Please return the entries, omitting and altering nothing.

··· DATASET CONTENT ···

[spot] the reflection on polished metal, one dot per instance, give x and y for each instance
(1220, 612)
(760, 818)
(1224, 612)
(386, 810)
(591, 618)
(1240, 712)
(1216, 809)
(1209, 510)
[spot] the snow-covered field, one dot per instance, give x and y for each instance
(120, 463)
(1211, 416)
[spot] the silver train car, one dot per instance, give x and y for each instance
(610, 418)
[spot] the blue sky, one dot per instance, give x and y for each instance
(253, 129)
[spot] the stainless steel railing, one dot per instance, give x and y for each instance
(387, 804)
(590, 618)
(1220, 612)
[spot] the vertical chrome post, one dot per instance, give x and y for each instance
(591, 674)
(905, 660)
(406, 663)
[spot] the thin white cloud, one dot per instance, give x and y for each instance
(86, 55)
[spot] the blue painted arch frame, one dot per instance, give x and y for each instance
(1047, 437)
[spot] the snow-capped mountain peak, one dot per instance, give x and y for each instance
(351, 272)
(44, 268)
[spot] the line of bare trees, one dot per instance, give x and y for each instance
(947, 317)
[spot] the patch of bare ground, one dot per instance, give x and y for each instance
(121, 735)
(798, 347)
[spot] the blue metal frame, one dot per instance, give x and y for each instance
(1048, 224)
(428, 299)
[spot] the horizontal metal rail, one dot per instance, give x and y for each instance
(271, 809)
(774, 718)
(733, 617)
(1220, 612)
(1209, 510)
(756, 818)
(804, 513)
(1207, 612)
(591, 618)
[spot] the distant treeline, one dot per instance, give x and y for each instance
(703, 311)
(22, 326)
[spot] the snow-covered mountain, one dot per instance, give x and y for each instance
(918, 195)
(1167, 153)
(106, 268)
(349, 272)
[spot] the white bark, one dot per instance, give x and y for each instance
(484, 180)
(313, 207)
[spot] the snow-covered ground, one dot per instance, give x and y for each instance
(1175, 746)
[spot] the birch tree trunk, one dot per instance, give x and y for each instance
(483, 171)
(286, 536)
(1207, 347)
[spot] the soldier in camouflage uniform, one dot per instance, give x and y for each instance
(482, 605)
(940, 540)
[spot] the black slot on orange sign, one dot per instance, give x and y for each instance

···

▶ **OUTPUT BELOW**
[spot] the reflection on polished metal, one dot per instance, give x and y for each instance
(1220, 612)
(760, 818)
(1224, 612)
(386, 810)
(591, 618)
(1240, 712)
(1216, 809)
(1209, 510)
[spot] the snow-covered field, one dot per instance, give x and y for each instance
(120, 463)
(1211, 416)
[spot] the silver train car, one dot per instance, give x and y for each instance
(610, 418)
[spot] the blue sky, one dot per instance, give x and y for each instance
(253, 129)
[spot] the stainless steel railing, one dot per instance, give x and y for each instance
(387, 804)
(590, 618)
(1220, 612)
[spot] the vertical chrome post, one dot per instance, give x and y for each instance
(591, 674)
(905, 660)
(406, 663)
[spot] the thin white cloud, one dot per instance, give x and y for each instance
(86, 55)
[spot] the blue painted arch frame, one dot per instance, give x and y for each instance
(1047, 437)
[spot] the snow-capped mountain peak, one dot per instance, give x and y for each instance
(351, 272)
(44, 268)
[spot] the line of bare trees, one dot per instance, give x and y for each instance
(947, 317)
[spot] the patch of bare ground, one dot per instance, give x and y for each instance
(121, 735)
(798, 347)
[spot] the blue metal frame, one dot per instance, give x and y for each instance
(1048, 224)
(428, 299)
[spot] the horizontal metal rail, one dot per instance, give x and y for each instance
(271, 809)
(774, 718)
(733, 617)
(1220, 612)
(1209, 510)
(756, 818)
(804, 513)
(1207, 612)
(591, 618)
[spot] the distant treeline, one dot per instance, give x and y for each instance
(703, 311)
(22, 326)
[spot] the snow-covered mountain, one dot per instance, give x and y for each instance
(918, 195)
(1167, 153)
(106, 268)
(349, 272)
[spot] the white bark, one dot per instance, give x and y for each instance
(484, 180)
(313, 207)
[spot] the snow-covered ground, one dot per instance, give x and y for each instance
(1175, 746)
[spot] the birch tree trunk, one dot per instance, give x and y for each instance
(483, 171)
(286, 536)
(1207, 347)
[spot] the soldier in camouflage uniform, one dot per instance, give x and y for each instance
(482, 605)
(940, 540)
[spot] the black slot on orange sign, one dot per instance, give x and y for each instance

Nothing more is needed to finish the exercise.